**DIRECTIVE**
Print all of the items below verbatim, from the first line to the last.

**AVAILABLE DATA**

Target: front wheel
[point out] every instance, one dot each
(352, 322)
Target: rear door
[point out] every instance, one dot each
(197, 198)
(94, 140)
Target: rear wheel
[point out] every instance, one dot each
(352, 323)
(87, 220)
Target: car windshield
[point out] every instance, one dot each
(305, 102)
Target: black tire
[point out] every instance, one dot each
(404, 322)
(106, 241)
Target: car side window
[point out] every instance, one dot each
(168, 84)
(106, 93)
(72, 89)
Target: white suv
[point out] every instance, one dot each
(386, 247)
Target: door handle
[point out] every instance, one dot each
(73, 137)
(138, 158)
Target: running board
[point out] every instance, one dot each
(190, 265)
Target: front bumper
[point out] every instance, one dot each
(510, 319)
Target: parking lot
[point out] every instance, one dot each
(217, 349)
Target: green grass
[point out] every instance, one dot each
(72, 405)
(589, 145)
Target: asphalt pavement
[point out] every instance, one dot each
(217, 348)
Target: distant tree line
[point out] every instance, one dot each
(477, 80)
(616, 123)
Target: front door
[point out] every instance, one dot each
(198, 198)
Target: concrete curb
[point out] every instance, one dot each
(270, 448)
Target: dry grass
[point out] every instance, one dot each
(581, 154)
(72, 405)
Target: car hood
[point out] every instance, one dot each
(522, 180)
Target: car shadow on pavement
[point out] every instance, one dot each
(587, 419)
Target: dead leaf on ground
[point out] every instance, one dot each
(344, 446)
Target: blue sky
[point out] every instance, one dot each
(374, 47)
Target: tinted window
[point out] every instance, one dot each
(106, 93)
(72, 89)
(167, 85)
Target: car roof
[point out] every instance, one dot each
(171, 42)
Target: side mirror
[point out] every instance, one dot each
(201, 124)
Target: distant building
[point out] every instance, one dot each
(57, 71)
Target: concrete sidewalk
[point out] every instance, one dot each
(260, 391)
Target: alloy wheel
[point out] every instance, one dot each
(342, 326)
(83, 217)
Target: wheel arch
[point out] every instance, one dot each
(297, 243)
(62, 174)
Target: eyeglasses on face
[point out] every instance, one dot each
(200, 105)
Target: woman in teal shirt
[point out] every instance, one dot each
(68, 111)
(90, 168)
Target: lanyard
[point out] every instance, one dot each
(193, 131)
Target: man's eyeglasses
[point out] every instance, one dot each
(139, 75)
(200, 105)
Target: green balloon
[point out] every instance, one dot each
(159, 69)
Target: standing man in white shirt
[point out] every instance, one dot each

**TASK OUTPUT**
Target: front wheel
[point out] every instance, one dot each
(352, 322)
Target: rear door
[point out] every instance, one dot each
(197, 198)
(94, 140)
Target: rear wheel
[point out] every instance, one dot each
(352, 323)
(87, 220)
Target: car windshield
[point out] every instance, one dot each
(305, 102)
Target: black tire
[point out] every instance, one dot each
(404, 322)
(106, 241)
Target: car side window
[point out] every instance, one dot each
(168, 84)
(106, 93)
(72, 89)
Target: white suv
[point out] every instance, one dot each
(386, 247)
Target: door handle
[point out] every instance, one dot each
(73, 137)
(138, 158)
Target: running board
[point out] every instance, one dot each
(190, 265)
Target: front bumper
[point out] every instance, one dot each
(510, 319)
Target: parking lot
[point out] every instance, one dot each
(217, 349)
Target: green grass
[point out] every instance, one dot each
(72, 405)
(589, 145)
Target: asphalt pavement
[point out] every instance, one dot each
(217, 348)
Target: distant tree line
[point out] every instance, one dot each
(477, 80)
(616, 123)
Target: front door
[point out] every instance, one dot each
(198, 198)
Target: concrete curb
[point out] every instance, one dot each
(270, 448)
Target: dry grass
[point out] every instance, one dot each
(581, 154)
(72, 405)
Target: car hood
[point out] every instance, one dot each
(522, 180)
Target: car shadow on pavement
[point out] every instance, one dot each
(587, 419)
Target: dead leaf on ground
[point out] every instance, one dot each
(344, 446)
Target: blue sky
[point out] every instance, one dot each
(374, 47)
Target: tinted window
[point out] every instance, one dot each
(106, 93)
(72, 89)
(167, 85)
Target: car roof
[point out] every instance, one dot each
(171, 42)
Target: side mirror
[point out] every instance, one dot each
(201, 124)
Target: distant building
[point out] every instance, one dot each
(57, 71)
Target: concrete sidewalk
[point out] every instance, one dot each
(260, 391)
Target: alloy wheel
[point out] every instance, one dot each
(342, 326)
(83, 217)
Target: wheel arch
[point out] every instance, one dot each
(297, 243)
(62, 174)
Target: eyeglasses on face
[point out] every instance, one dot each
(200, 105)
Target: woman in teal shirt
[point out] every instance, one dot each
(68, 111)
(90, 168)
Target: lanyard
[point out] every instance, one dot each
(193, 131)
Target: man's eyeglasses
[point out] every instance, one dot each
(139, 75)
(200, 105)
Target: green balloon
[point out] every instance, one dot each
(159, 69)
Target: standing man in white shirt
[point out] every instance, one dot each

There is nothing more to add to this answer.